The problem = Copy verbatim the block of lines in the entries below whose first line contains "# test: mark one point on the stone veneer" and whose last line contains "# test: mark one point on the throw". Leave out all other lines.

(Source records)
• • • • •
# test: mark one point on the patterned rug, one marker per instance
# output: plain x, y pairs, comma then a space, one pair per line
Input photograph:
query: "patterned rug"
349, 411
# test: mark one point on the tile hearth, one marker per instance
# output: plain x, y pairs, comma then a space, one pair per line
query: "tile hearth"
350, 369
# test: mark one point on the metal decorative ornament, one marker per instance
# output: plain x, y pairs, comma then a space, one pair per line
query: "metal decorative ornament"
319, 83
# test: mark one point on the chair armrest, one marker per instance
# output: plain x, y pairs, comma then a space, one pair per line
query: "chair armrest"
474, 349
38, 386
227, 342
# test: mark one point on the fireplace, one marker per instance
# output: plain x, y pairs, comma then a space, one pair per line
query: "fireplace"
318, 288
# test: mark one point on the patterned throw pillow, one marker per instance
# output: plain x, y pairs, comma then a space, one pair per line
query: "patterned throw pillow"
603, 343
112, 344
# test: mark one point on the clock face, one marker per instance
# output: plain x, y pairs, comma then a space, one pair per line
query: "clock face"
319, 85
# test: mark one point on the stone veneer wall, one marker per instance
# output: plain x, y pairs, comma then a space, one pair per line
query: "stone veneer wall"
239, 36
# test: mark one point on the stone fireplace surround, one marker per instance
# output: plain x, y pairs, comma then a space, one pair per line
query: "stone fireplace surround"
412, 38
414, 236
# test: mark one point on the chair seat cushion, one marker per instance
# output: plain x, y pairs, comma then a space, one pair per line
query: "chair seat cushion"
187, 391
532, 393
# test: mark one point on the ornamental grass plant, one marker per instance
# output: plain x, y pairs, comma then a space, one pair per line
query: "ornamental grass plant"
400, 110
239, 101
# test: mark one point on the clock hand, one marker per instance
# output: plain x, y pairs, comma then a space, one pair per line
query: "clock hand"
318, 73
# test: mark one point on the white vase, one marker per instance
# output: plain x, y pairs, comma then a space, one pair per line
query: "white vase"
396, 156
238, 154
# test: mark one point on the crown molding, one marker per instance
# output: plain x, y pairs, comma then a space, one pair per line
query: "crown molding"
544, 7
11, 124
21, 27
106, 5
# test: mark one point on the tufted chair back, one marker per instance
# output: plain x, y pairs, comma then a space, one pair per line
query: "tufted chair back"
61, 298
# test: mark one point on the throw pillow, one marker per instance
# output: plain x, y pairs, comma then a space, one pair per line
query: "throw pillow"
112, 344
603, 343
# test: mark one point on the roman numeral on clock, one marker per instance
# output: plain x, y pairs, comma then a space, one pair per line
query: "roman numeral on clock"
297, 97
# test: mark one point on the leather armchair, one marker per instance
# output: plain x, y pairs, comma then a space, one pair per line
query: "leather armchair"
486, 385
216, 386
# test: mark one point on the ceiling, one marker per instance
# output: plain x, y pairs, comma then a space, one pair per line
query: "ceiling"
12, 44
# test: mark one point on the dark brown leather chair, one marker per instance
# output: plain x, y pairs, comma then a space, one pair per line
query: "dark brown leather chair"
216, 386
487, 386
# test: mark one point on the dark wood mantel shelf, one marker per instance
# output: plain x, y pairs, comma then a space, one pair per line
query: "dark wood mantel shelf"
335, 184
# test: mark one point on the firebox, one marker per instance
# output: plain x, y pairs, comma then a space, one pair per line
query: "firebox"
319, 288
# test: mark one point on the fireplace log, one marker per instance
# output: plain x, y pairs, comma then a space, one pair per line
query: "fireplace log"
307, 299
• • • • •
Your solution =
# test: mark one point on the stone veneer wall, one marker per instance
# output: plain x, y pairs, comma then a space, one pair per line
query: "stone veneer wall"
239, 36
# test: mark one point on the stone fireplace surround, one marker per instance
# output: plain x, y pairs, comma then a space, one pair per line
query: "stone fireplace surround"
412, 38
414, 236
# test: mark one point on the chair seat cushion, one marker per instance
# output: plain x, y pairs, comma then a space, one pair per line
query: "chair seat cushion"
187, 391
532, 393
# test: mark one point on the ornamental grass plant, one marker per instance
# output: plain x, y pairs, comma then a space, one pair per line
query: "ornamental grass plant"
400, 110
239, 101
# test: mark one point on the clock hand, one marker per instance
# output: plain x, y pairs, comma then a space, one pair per line
query: "clock hand"
318, 73
# test: mark one point on the white vase, one marker per instance
# output: plain x, y pairs, comma then a space, one pair per line
query: "white vase"
396, 156
238, 154
# test: mark one point on the crown molding, one marker per instance
# output: plain x, y pairs, comma then a space, one pair per line
query: "crown molding"
544, 7
11, 124
21, 27
106, 5
# test: mark one point on the tufted chair back, one marker per instance
# output: plain x, y pairs, comma then a space, one pair per line
query: "tufted chair back"
61, 298
# test: mark one point on the throw pillow, one marker per instance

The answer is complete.